[start EXERCISE MATERIAL]

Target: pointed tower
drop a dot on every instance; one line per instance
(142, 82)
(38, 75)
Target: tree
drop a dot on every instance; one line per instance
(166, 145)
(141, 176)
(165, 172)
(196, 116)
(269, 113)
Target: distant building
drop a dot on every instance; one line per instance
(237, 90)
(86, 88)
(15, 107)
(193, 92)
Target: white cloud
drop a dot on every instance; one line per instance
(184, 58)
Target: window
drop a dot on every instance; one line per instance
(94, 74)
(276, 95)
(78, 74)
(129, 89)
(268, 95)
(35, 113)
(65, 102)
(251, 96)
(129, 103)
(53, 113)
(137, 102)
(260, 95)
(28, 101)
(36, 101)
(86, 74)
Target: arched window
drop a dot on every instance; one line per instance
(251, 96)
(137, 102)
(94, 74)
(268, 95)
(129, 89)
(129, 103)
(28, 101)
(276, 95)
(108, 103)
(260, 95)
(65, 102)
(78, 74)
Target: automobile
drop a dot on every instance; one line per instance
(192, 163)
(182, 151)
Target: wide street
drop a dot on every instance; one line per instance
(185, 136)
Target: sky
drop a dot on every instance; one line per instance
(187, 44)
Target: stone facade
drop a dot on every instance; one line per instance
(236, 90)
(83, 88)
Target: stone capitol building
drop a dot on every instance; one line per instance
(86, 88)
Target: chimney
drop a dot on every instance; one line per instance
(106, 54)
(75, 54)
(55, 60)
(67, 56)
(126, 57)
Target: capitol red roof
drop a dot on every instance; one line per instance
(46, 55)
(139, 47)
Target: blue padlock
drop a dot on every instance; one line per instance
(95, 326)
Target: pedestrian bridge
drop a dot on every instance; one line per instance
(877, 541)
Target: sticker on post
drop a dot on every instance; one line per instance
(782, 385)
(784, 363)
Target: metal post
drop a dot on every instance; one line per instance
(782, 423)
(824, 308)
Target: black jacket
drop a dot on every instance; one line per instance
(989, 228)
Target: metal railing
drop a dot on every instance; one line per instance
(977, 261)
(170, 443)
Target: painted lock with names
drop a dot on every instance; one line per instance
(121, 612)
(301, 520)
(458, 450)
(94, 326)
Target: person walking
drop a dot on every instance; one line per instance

[end EXERCISE MATERIAL]

Rewrite all of the data above as a JSON list of strings, one string per line, leaving out any blank lines.

## OUTPUT FOR THIS EXERCISE
[
  "Target: pointed tower",
  "drop a dot on every instance; one line per instance",
  "(142, 82)",
  "(38, 75)",
  "Target: tree",
  "drop a dot on every instance; one line per instance",
  "(166, 145)",
  "(141, 176)",
  "(165, 172)",
  "(196, 116)",
  "(269, 113)",
  "Target: distant building",
  "drop a dot on every instance; one line per instance",
  "(237, 90)",
  "(86, 88)",
  "(15, 107)",
  "(193, 92)",
  "Target: white cloud",
  "drop a dot on every instance; one line per instance",
  "(184, 58)",
  "Target: window",
  "drop a dot on every instance; one line per instance",
  "(94, 74)",
  "(276, 95)",
  "(78, 74)",
  "(129, 89)",
  "(268, 95)",
  "(35, 113)",
  "(65, 102)",
  "(251, 96)",
  "(129, 103)",
  "(53, 113)",
  "(137, 102)",
  "(260, 95)",
  "(28, 101)",
  "(36, 101)",
  "(86, 74)",
  "Target: arched window",
  "drop a dot on every instance; one line per instance",
  "(251, 96)",
  "(137, 102)",
  "(94, 74)",
  "(268, 95)",
  "(129, 89)",
  "(129, 103)",
  "(28, 101)",
  "(276, 95)",
  "(108, 103)",
  "(260, 95)",
  "(65, 102)",
  "(78, 74)",
  "Target: automobile",
  "drop a dot on every instance; one line per instance",
  "(192, 163)",
  "(182, 151)",
  "Target: wide street",
  "drop a dot on every instance; one line per instance",
  "(185, 136)",
  "Target: sky",
  "drop a dot on every instance; one line per instance",
  "(187, 44)",
  "Target: stone facade",
  "drop a dot on every instance; one line per instance",
  "(236, 90)",
  "(83, 88)",
  "Target: stone capitol building",
  "drop a dot on every instance; one line per instance",
  "(86, 88)",
  "Target: chimney",
  "drop a dot on every instance; one line per instance",
  "(106, 54)",
  "(75, 54)",
  "(55, 60)",
  "(67, 56)",
  "(126, 57)",
  "Target: capitol red roof",
  "drop a dot on every instance; one line per instance",
  "(46, 55)",
  "(139, 47)",
  "Target: blue padlock",
  "drop a dot on every instance; one line per instance",
  "(95, 326)",
  "Target: pedestrian bridge",
  "drop a dot on every instance; one line per instance",
  "(877, 541)",
  "Target: sticker on post",
  "drop a dot on every instance; one line per instance",
  "(782, 385)",
  "(784, 363)",
  "Target: metal post",
  "drop a dot on every instance; one line per instance",
  "(782, 423)",
  "(824, 308)",
  "Target: black jacket",
  "drop a dot on every instance; one line per instance",
  "(989, 228)",
  "Target: metal railing",
  "drop a dot on every instance; one line per instance",
  "(977, 261)",
  "(170, 443)",
  "Target: painted lock with names",
  "drop a dot on every instance; one line per instance",
  "(121, 612)",
  "(301, 520)",
  "(458, 450)",
  "(94, 326)",
  "Target: person walking",
  "drop a dot on every instance; one line per instance"
]